_SET EXERCISE_. Recast the material as a Markdown table with the columns Row and Text. Include only the lines from the one containing "Target: wood-paneled wall" up to and including the last line of the material, number each line, and leave out blank lines.

_MATERIAL TO PROCESS_.

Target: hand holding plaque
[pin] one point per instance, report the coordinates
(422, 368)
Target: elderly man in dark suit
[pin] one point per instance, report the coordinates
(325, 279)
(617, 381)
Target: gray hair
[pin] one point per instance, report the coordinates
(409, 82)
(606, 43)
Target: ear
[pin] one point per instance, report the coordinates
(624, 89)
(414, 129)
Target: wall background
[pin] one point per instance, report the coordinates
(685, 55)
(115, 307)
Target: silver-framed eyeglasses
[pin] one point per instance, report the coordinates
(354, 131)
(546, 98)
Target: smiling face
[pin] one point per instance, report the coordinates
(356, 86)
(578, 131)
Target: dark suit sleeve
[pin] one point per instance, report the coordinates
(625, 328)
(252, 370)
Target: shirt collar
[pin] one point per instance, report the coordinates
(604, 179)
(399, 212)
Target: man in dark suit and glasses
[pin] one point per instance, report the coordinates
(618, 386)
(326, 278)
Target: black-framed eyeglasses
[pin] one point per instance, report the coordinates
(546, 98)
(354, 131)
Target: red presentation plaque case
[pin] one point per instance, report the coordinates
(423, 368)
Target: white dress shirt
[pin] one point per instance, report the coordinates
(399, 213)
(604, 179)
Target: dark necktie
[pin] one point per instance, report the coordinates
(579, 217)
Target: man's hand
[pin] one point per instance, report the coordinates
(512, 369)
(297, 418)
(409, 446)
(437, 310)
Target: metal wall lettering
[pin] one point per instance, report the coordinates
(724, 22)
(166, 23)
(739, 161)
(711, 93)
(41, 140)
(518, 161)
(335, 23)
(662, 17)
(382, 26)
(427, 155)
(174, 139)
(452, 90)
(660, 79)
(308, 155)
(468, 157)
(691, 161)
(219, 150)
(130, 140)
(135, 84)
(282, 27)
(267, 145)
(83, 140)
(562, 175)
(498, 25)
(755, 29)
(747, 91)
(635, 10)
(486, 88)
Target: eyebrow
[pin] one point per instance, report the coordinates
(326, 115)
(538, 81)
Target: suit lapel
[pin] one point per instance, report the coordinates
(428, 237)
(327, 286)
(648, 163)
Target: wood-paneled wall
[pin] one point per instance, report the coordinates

_SOLUTION_.
| Row | Text |
|---|---|
| 1 | Target: wood-paneled wall |
| 2 | [pin] one point per instance, report the coordinates |